(Exercise description)
Identical copies of all the records below are needed.

[Dataset excerpts]
──────────────────────────────
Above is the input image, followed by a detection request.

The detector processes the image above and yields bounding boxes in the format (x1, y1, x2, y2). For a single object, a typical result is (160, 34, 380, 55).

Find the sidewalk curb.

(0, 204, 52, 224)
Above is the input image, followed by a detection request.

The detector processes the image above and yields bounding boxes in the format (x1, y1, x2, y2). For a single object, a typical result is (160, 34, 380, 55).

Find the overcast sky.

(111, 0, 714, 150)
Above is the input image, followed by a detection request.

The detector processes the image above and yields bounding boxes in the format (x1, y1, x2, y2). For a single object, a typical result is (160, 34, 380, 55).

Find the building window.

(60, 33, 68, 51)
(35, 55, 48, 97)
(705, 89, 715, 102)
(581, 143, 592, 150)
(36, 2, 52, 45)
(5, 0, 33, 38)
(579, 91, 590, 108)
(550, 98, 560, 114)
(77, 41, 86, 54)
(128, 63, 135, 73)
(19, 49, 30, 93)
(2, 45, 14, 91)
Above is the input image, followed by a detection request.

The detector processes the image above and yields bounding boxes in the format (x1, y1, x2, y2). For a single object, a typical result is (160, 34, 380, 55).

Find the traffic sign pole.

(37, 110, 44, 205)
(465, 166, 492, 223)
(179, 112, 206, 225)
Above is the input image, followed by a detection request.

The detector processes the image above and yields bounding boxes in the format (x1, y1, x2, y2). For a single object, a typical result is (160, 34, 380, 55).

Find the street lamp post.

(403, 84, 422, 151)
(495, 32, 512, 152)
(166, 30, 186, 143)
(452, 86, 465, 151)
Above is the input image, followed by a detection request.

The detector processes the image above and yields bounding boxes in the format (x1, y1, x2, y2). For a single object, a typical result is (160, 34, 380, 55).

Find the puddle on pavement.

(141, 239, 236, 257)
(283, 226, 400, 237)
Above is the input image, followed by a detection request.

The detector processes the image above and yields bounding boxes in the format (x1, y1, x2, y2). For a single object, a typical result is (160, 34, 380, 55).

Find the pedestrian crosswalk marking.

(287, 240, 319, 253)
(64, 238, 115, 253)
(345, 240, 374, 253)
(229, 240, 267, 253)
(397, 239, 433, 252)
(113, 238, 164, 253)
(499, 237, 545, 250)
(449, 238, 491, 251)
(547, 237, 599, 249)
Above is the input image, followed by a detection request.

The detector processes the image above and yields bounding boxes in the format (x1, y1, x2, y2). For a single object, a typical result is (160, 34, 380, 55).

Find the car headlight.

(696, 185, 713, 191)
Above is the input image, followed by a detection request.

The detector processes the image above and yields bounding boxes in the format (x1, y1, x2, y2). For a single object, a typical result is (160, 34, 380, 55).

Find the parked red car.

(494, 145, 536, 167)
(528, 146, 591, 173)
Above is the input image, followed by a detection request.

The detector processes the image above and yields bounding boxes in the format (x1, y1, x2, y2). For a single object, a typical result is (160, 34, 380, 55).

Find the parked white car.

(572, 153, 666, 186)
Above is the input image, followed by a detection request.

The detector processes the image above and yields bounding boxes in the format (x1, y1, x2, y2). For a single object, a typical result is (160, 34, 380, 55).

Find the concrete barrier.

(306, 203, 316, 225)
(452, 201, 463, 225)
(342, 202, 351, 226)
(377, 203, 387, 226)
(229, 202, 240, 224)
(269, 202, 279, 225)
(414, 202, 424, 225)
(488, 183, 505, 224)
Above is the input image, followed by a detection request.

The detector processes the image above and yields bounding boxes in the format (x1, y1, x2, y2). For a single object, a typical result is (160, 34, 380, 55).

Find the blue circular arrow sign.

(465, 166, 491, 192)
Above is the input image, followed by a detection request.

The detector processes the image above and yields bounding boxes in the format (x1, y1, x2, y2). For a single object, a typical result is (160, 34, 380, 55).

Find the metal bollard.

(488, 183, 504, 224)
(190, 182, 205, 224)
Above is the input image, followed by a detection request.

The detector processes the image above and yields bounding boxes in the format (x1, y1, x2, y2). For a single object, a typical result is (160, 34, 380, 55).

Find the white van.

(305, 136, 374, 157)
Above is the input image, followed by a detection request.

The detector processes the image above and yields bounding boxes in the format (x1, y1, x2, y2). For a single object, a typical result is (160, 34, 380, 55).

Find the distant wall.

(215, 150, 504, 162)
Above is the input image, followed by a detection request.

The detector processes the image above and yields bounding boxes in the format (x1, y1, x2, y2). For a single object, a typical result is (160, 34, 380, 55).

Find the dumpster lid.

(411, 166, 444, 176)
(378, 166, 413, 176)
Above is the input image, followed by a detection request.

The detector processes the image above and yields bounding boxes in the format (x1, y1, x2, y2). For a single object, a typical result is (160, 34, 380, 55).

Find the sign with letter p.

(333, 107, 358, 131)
──────────────────────────────
(Answer to this task)
Above is the input image, followed by a detection request.

The detector processes the image above and yields bounding boxes in the format (x1, y1, x2, y2). For a single object, a typical result is (160, 34, 380, 55).

Find the sidewalk curb.

(0, 204, 52, 224)
Above is the input image, followed by a detection request.

The detector processes the image above and yields bounding boxes in the format (x1, y1, x2, y2). For a single object, a typical result is (160, 34, 380, 55).

Find the overcast sky.

(111, 0, 714, 150)
Above is the input image, followed by a detection request.

The detector processes the image above and yields bounding boxes in the format (x1, y1, x2, y2). For a single object, a typical result is (160, 34, 380, 55).

Find the building window.

(60, 33, 68, 51)
(35, 55, 48, 97)
(705, 89, 715, 102)
(581, 143, 592, 150)
(36, 2, 52, 45)
(5, 0, 33, 38)
(579, 91, 590, 108)
(550, 98, 560, 114)
(77, 41, 86, 54)
(128, 63, 135, 73)
(19, 49, 30, 93)
(2, 45, 14, 91)
Above is the input image, followed by a detection request.

The detector processes the image above and yields bounding boxes in the format (x1, y1, x2, y2). For a single object, a typical result is (160, 34, 380, 55).

Find the traffic sign pole.

(37, 110, 44, 205)
(465, 166, 492, 223)
(179, 112, 206, 225)
Above is the input image, followed by a detection request.

The detector processes the image above and yields bounding boxes in the format (x1, y1, x2, y2). For a single object, a typical result is (160, 34, 380, 55).

Find the street lamp post.

(403, 84, 422, 151)
(495, 32, 512, 152)
(166, 30, 186, 143)
(452, 86, 465, 151)
Above is the input image, followed by a detection request.

The detector processes the image above and yields bounding boxes in the format (x1, y1, x2, y2). For a single object, a typical result is (160, 34, 380, 55).

Find the puddle on pavement.

(141, 239, 236, 257)
(283, 226, 400, 237)
Above is the input image, followed by a detection request.

The detector processes the image above and yields bounding boxes in the format (x1, y1, x2, y2). For a single object, a typical result is (160, 34, 380, 55).

Find the pedestrian crosswalk marking.

(287, 240, 319, 253)
(64, 238, 115, 253)
(345, 240, 374, 253)
(229, 240, 267, 253)
(397, 239, 433, 252)
(113, 238, 164, 253)
(499, 237, 545, 250)
(449, 238, 491, 251)
(547, 237, 599, 249)
Above is the input image, followed by a detection request.

The detector processes the image above and yields bounding boxes in the format (x1, y1, x2, y2). For a single object, a typical result is (160, 34, 380, 55).

Find the car headlight.

(696, 185, 713, 191)
Above is the input image, followed by a detection request.

The detector processes the image above and yields bounding boxes in the format (x1, y1, x2, y2). For a single object, a typical result is (160, 34, 380, 55).

Find the parked red car.

(494, 145, 536, 167)
(528, 146, 591, 173)
Above is the input image, followed by a detection request.

The detector processes the image above and yields bounding boxes in the format (x1, y1, x2, y2). For a single object, a typical result is (160, 34, 380, 55).

Find the parked white car.

(572, 153, 666, 186)
Above is the input image, followed by a detection request.

The detector processes the image above and yields bounding boxes in the format (x1, y1, x2, y2). For a single object, a typical result is (160, 34, 380, 55).

Find the concrete barrier.

(306, 203, 316, 225)
(452, 201, 463, 225)
(342, 202, 351, 226)
(377, 203, 387, 226)
(229, 202, 240, 224)
(269, 202, 279, 225)
(414, 202, 424, 225)
(488, 183, 505, 224)
Above is the input image, followed by a detection request.

The detector processes the image above and yields bounding boxes in the format (x1, y1, x2, y2). For a single object, a typical result is (160, 34, 380, 55).

Find the blue circular arrow sign.

(465, 166, 491, 192)
Above is the input image, followed by a detection request.

The detector processes the image above and yields bounding boxes in the format (x1, y1, x2, y2). For a single object, a typical result is (160, 34, 380, 55).

Find the metal bollard.

(488, 183, 504, 224)
(190, 182, 205, 224)
Above is the input image, followed by a detection request.

The detector processes the image above and yields bounding boxes in the format (x1, y1, x2, y2). For a single object, a typical result is (160, 34, 380, 55).

Find the white van.

(305, 136, 374, 157)
Above is the input image, followed by a detection request.

The detector processes the image above and yields bounding boxes in the format (x1, y1, x2, y2). For a single object, a typical result is (160, 34, 380, 55).

Find the distant wall.

(215, 150, 504, 162)
Above is the input image, followed by a detection request.

The detector processes the image above and yields bounding boxes in the format (x1, y1, x2, y2). For a single object, a typical result is (160, 34, 380, 55).

Find the dumpster lid.

(411, 166, 444, 176)
(378, 166, 413, 176)
Above is the input image, followed by a detection request.

The detector processes the image above and yields bounding boxes in the format (x1, y1, x2, y2). For a single object, a typical result is (160, 34, 380, 55).

Find the sign with letter p.

(333, 107, 358, 131)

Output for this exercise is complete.